TEXT SHOWN:
╔══

The Racial Wealth Gap and Home Ownership

Netflix-ExplainedIn my recent post on “The Racial Wealth Gap,” I mentioned a growing number of articles and videos on this issue, but said I thought the best of these was a 16-minute film The Racial Wealth Gap, the very first episode in the Netflix original series Explained.  It begins by saying that in the U.S. slaves were wealth, images of them even appearing on confederate money.  By 1863 they were worth $3 billion dollars—or, in 2018 money, $83 billion.  They made even more money for their owners, of course, all which those owners got to keep, none of which the slaves did.  There were free blacks who fared better—488,070 of them, which represented just under 11% of the total black population in, as scholar Henry Louis Gates puts it, “that tumultuous year Lincoln got elected.”

Confed$-Slaves

By then most blacks had been enslaved for 241 years, with vanishingly small chances for building durable wealth.  It looked like things might turn around when, in January 1865, as the Civil War was ending, General William Tecumseh Sherman asked a group of prominent blacks what they most needed to build themselves up.  Rev. Garrison Frasier, the leader of that group said, “Land.”  So Sherman instigated Special Field Order #15, giving a black family “40 acres of tillable land.”  Lincoln signed it into law two days before his Second Inauguration.  Soon after he was dead.  Soon after that, President Andrew Johnson reversed course with language asserting that this represented discrimination against whites!  That language has never lost its hold in much of white America, and is more intensively alive for some today than it was 150 years ago.  It is one of the earlier charges of “reverse discrimination.”  There’s been some of that, I agree, but the amount of discrimination against people of color absolutely overwhelms whatever the reverse has been.  It makes reverse discrimination a laughable, pitiful charge.

╚══

LIST OF TASKS:
• 1. In the post on the racial wealth gap, what did Rev. Garrison Frasier tell General Sherman his group most needed?
• 2. Continue the post on the racial wealth gap and home ownership from its final sentence.

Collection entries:
╔══

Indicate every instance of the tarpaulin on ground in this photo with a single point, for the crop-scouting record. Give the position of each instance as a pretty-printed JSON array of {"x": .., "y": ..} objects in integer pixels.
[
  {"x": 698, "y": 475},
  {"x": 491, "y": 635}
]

╚══

ANSWERS IN ORDER:
• 1. He said, "Land."

• 2.
From 1619 to the Emancipation Proclamation in 1863 (244 years) slavery was legal.  From 1865 to the Fair Housing Act of 1968 (103 years) segregation was legal, even considering the landmark Brown vs. School Board case in 1954.  And even though LBJ’s groundbreaking act outlawed such real estate practices as red-lining, the effects of red-lining are clearly alive today, and in some ways are in nearly full practice.   That is, after 347 years of slavery and legal segregation, racial segregation is still baked into a host of policies—business, federal, legal—that systemically hold back the majority of black people, and other people of color, and THE LACK OF HOME OWNERSHIP IS THE SINGLE GREATEST FACTOR CONTRIBUTING TO THE RACIAL WEALTH GAP. 

Blacks-Homes2Netflix’s Explained: The Racial Wealth Gap offers a wide and integrated view of all this information, and near the end even touches the issue of black reparations, a bold—perhaps unwise—choice.  For those who do not see, understand, or experience systemic racism, making reparations to a whole race seems a fantastical, even indecent, proposal.  The strength of this Netflix film is its explanation of how the inability to own homes, or own homes that will appreciate in value fairly, has widened the wealth gap—and, by implication, could be one of the best ways to start closing it.  Or at least to retard its rapidly increasing growth.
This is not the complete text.